■ What this task involves
Reproduce the entries below in full, word for word.

·····

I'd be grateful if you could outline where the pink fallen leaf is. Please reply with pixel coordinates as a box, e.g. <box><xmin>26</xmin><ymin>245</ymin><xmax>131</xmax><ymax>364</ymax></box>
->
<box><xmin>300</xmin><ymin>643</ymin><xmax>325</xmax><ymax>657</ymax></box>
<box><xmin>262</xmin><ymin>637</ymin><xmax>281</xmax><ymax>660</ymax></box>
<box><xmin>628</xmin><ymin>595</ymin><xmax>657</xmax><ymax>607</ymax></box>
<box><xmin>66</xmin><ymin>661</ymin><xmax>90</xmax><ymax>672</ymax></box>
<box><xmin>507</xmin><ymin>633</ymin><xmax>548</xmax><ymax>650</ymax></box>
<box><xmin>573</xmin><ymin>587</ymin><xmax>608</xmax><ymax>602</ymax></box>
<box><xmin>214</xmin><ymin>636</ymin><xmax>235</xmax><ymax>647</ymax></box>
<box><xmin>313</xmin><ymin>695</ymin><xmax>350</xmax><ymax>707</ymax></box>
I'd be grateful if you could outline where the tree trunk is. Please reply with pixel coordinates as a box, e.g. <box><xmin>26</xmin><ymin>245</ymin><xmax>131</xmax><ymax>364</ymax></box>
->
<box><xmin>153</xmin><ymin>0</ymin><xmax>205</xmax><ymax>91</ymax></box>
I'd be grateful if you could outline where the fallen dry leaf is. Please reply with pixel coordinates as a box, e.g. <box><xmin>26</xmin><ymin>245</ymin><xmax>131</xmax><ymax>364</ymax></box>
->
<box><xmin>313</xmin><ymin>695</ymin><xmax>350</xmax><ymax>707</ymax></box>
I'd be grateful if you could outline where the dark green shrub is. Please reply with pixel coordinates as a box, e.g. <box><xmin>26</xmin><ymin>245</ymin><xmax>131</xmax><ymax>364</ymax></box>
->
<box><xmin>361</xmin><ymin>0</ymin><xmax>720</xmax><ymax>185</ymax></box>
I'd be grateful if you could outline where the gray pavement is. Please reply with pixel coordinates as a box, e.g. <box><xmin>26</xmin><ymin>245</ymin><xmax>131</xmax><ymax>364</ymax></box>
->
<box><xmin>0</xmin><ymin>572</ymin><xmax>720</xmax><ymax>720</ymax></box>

·····

■ Finished task
I'd be grateful if you could outline where the pink fallen leaf is. Please reply with pixel coordinates as a box, e.g. <box><xmin>26</xmin><ymin>245</ymin><xmax>131</xmax><ymax>364</ymax></box>
->
<box><xmin>300</xmin><ymin>643</ymin><xmax>325</xmax><ymax>657</ymax></box>
<box><xmin>262</xmin><ymin>637</ymin><xmax>281</xmax><ymax>660</ymax></box>
<box><xmin>628</xmin><ymin>595</ymin><xmax>657</xmax><ymax>607</ymax></box>
<box><xmin>66</xmin><ymin>661</ymin><xmax>90</xmax><ymax>672</ymax></box>
<box><xmin>507</xmin><ymin>633</ymin><xmax>548</xmax><ymax>650</ymax></box>
<box><xmin>573</xmin><ymin>587</ymin><xmax>608</xmax><ymax>602</ymax></box>
<box><xmin>214</xmin><ymin>636</ymin><xmax>235</xmax><ymax>647</ymax></box>
<box><xmin>313</xmin><ymin>695</ymin><xmax>350</xmax><ymax>707</ymax></box>
I'd be grateful if you could outline where the tree trunk is. Please reply with pixel coordinates as a box, e.g. <box><xmin>26</xmin><ymin>245</ymin><xmax>131</xmax><ymax>364</ymax></box>
->
<box><xmin>153</xmin><ymin>0</ymin><xmax>205</xmax><ymax>91</ymax></box>
I'd be grateful if you could outline where the fallen dry leaf is. Please reply with pixel coordinates as a box, e.g. <box><xmin>26</xmin><ymin>245</ymin><xmax>131</xmax><ymax>364</ymax></box>
->
<box><xmin>313</xmin><ymin>695</ymin><xmax>350</xmax><ymax>707</ymax></box>
I'd be grateful if you could outline where the dark green shrub is. Please reply with pixel coordinates as a box, e.g. <box><xmin>26</xmin><ymin>245</ymin><xmax>131</xmax><ymax>364</ymax></box>
->
<box><xmin>361</xmin><ymin>0</ymin><xmax>720</xmax><ymax>185</ymax></box>
I'd be grateful if you could outline where the gray pavement is. Please reply with pixel coordinates as a box, e.g. <box><xmin>26</xmin><ymin>245</ymin><xmax>131</xmax><ymax>364</ymax></box>
->
<box><xmin>0</xmin><ymin>572</ymin><xmax>720</xmax><ymax>720</ymax></box>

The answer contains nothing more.